Required task. Please write out the lines below as a numbered list, skipping any blank lines and leaving out the pictures.

____

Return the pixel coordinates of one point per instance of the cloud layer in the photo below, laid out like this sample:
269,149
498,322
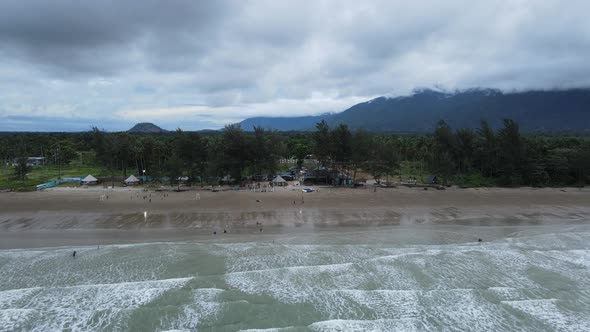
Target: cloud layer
201,64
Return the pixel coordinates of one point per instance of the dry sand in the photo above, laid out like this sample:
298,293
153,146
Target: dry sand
63,217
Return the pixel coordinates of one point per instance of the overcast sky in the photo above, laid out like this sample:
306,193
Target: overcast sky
70,64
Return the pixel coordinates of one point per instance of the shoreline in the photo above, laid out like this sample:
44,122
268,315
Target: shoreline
78,217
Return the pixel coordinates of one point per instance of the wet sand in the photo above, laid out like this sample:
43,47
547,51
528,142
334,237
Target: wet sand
65,217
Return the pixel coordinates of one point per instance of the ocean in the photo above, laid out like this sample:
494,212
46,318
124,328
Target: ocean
403,278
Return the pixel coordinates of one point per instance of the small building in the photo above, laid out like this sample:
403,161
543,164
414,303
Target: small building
31,161
89,179
287,176
432,179
279,181
131,180
361,182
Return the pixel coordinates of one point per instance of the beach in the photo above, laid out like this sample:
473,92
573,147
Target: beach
398,259
63,216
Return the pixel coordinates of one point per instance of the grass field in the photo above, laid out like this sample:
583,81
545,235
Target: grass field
41,174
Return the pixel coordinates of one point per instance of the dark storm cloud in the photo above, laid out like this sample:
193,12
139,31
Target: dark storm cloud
146,60
102,37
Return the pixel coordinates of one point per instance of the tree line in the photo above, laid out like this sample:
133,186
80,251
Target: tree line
504,156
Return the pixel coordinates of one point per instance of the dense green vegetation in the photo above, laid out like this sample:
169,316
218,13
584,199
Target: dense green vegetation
479,157
543,111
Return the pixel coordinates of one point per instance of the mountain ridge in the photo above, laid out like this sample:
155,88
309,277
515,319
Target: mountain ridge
535,110
146,127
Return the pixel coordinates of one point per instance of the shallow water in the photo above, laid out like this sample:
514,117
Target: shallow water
525,278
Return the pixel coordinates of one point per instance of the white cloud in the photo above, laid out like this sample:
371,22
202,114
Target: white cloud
143,61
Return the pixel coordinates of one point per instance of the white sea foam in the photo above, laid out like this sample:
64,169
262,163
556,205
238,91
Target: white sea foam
406,324
14,319
15,297
94,307
205,304
548,312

____

Full answer.
1. Return the pixel coordinates of one point per instance of the cloud layer in the photo below, laid out like this sample:
2. 269,149
3. 498,322
4. Target: cloud layer
5. 201,64
6. Return the pixel coordinates of one point per instance of the dry sand in the photo above, laid out like this sample:
7. 298,293
8. 153,146
9. Target: dry sand
10. 63,217
11. Return the pixel coordinates of one point per instance of the overcast sky in the photo above, laid out like this sample:
12. 306,193
13. Target: overcast sky
14. 70,64
15. Return the pixel coordinates of one point per instance of the shoreline in the photo above, laid out like this sample:
16. 44,122
17. 268,315
18. Target: shoreline
19. 78,217
20. Return the pixel coordinates of one point per instance of the wet sand in the photo above, laid out like this sample:
21. 43,47
22. 547,51
23. 528,142
24. 334,237
25. Target: wet sand
26. 65,217
27. Return the pixel coordinates of one point per instance of the ocean in the photo above, laid out like this sample:
28. 494,212
29. 46,318
30. 124,328
31. Target: ocean
32. 403,278
33. Return the pixel coordinates of one point per instance of the small building in the photo above, laid out like this sample:
34. 403,161
35. 543,164
36. 414,303
37. Target: small building
38. 31,161
39. 89,179
40. 287,176
41. 432,179
42. 279,181
43. 131,180
44. 361,182
45. Return the pixel coordinates of one point per instance of the beach in the photo above, laid out like this sample:
46. 473,92
47. 573,147
48. Target: beach
49. 398,259
50. 63,216
51. Return the pixel coordinates of one point per instance of the grass field in the photo above, laid out like this sample:
52. 583,81
53. 545,235
54. Target: grass field
55. 41,174
56. Return the pixel coordinates of one point per instance of the dark storm cloud in the photo above, laid out like this sample:
57. 193,12
58. 139,31
59. Target: dark storm cloud
60. 146,60
61. 102,37
62. Return the pixel coordinates of one point per instance of the tree line in the photo above, laid out like this sample:
63. 133,186
64. 80,251
65. Target: tree line
66. 504,156
67. Return the pixel coordinates of one point per instance of the dense green vegetation in the photo above, laid out like this sample:
68. 169,316
69. 218,13
70. 584,199
71. Target: dense green vegetation
72. 479,157
73. 543,111
74. Return the pixel coordinates of one point per instance of the mountain ridge in the photo above, laid out like this sample:
75. 155,88
76. 309,277
77. 515,319
78. Target: mountain ridge
79. 535,110
80. 146,127
81. Return the pixel coordinates of one point per instance of the shallow water in the photo above, laid out like this sample:
82. 514,117
83. Target: shallow water
84. 525,278
85. Return the pixel coordinates of one point per instance of the white cloud in the photo above, laid out like this sample:
86. 371,22
87. 202,114
88. Target: white cloud
89. 143,61
90. Return the pixel coordinates of one point per instance of the white sea foam in the photo above, laid out like this sample:
91. 64,169
92. 262,163
93. 556,205
94. 238,91
95. Target: white sea foam
96. 406,324
97. 14,319
98. 15,297
99. 94,307
100. 205,304
101. 548,312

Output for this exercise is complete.